### Instruction
Can you write out every line of the entries below again, including the requests, but with each point coordinate listed after "Marked at:" multiplied by 0.75 and rounded to a whole number (halves rounded up)? Leave the pictures out of your reply.
<<<<
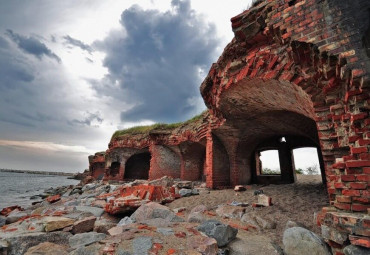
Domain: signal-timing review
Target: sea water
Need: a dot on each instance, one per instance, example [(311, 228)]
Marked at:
[(17, 188)]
>>>>
### Answer to the task
Domain: signal-timing review
Target: sea water
Need: a dot on each instance, one per instance, example [(311, 228)]
Marked at:
[(13, 141)]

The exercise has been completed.